In this article, we share what we’ve learned about building evals for AI agents, and why we now consider them non-negotiable for any team shipping agents to production. This follows past deep dives into how to build planning into your agent and how to manage memory in agents.

Let’s jump in.

The early days: Google Docs and pain

Let’s be honest about where most teams start: manually testing in a document.

When Alyx was young, our “testing framework” was a Google Doc. We’d write down queries, record the responses, make changes, check if things improved, and repeat. It was painful, inefficient, and didn’t scale.

The core problem? AI agents aren’t deterministic. The same input can produce different outputs. Prompts interact in unexpected ways. And when you’re iterating quickly, there’s no reliable way to know if your “fix” just broke three other workflows.

We knew we needed something better. A way to systematically validate agent behavior that could keep pace with development.

The solution: golden datasets from real production traces

The foundation of our testing approach is deceptively simple:capture real production traces and use them as test cases.

**Entries provided**
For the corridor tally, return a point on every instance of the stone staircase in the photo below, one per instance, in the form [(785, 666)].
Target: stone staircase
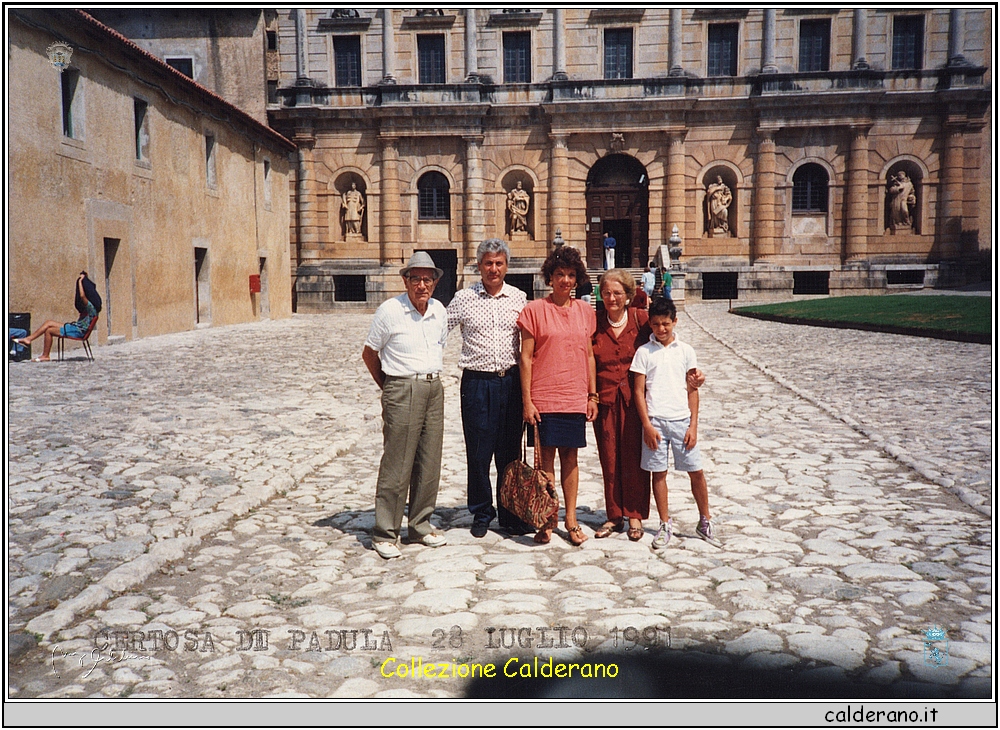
[(595, 277)]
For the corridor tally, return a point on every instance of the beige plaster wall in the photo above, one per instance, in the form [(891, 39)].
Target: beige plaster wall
[(68, 195)]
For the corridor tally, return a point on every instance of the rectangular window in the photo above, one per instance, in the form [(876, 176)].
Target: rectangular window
[(210, 177), (267, 182), (618, 53), (814, 45), (908, 41), (517, 58), (70, 82), (723, 45), (347, 60), (141, 130), (433, 204), (184, 65), (430, 59)]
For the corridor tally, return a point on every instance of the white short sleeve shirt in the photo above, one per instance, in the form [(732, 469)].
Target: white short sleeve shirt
[(666, 370), (407, 342)]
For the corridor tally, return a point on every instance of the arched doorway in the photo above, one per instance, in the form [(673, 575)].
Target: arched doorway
[(618, 204)]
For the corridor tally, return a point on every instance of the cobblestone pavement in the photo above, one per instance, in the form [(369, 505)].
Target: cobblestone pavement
[(219, 484)]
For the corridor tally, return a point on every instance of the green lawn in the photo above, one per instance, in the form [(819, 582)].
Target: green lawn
[(928, 314)]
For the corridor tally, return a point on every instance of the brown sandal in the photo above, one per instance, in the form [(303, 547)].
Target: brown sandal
[(576, 535), (608, 529)]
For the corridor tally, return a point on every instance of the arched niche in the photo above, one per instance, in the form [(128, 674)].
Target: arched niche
[(720, 186), (518, 203), (902, 205), (349, 207)]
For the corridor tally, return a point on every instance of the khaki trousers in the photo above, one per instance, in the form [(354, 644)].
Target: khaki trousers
[(412, 434)]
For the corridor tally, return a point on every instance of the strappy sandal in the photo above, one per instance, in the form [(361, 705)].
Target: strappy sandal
[(576, 535), (608, 529)]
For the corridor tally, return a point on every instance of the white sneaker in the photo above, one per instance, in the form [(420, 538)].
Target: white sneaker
[(387, 550), (434, 540), (664, 534)]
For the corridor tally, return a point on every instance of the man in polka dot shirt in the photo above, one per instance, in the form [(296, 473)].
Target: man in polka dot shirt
[(491, 387)]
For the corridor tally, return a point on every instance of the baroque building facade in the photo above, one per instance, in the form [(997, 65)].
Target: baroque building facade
[(174, 200), (795, 150)]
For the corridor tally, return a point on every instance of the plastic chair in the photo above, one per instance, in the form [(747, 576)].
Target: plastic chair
[(85, 340)]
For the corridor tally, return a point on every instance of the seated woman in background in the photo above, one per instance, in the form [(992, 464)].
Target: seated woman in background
[(87, 305)]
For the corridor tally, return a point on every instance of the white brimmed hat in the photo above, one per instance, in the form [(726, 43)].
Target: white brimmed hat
[(421, 260)]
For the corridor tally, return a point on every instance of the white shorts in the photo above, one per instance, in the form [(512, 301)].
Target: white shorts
[(671, 439)]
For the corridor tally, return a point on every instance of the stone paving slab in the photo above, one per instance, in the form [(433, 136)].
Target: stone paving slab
[(213, 490), (926, 402)]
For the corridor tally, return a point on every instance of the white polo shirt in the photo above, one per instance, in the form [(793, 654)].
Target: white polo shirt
[(407, 342), (666, 370)]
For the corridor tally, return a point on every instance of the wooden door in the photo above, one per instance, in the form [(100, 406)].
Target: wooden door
[(612, 209)]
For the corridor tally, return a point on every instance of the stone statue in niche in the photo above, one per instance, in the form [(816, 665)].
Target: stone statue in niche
[(518, 202), (902, 200), (353, 206), (719, 197)]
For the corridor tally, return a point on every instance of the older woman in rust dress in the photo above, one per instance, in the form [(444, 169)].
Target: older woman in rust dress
[(621, 330)]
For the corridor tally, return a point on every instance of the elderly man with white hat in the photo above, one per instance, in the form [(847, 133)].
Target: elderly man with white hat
[(403, 352)]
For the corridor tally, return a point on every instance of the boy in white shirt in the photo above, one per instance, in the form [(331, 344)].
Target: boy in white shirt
[(668, 408)]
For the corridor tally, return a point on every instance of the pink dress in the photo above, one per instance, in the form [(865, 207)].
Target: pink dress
[(559, 366)]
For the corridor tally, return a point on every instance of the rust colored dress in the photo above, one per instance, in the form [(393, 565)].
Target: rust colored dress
[(617, 428)]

**Directions**
Reproduce the article excerpt on building evals for AI agents from above in full, word for word.

**Answer box**
In this article, we share what we’ve learned about building evals for AI agents, and why we now consider them non-negotiable for any team shipping agents to production. This follows past deep dives into how to build planning into your agent and how to manage memory in agents.

Let’s jump in.

The early days: Google Docs and pain

Let’s be honest about where most teams start: manually testing in a document.

When Alyx was young, our “testing framework” was a Google Doc. We’d write down queries, record the responses, make changes, check if things improved, and repeat. It was painful, inefficient, and didn’t scale.

The core problem? AI agents aren’t deterministic. The same input can produce different outputs. Prompts interact in unexpected ways. And when you’re iterating quickly, there’s no reliable way to know if your “fix” just broke three other workflows.

We knew we needed something better. A way to systematically validate agent behavior that could keep pace with development.

The solution: golden datasets from real production traces

The foundation of our testing approach is deceptively simple:capture real production traces and use them as test cases.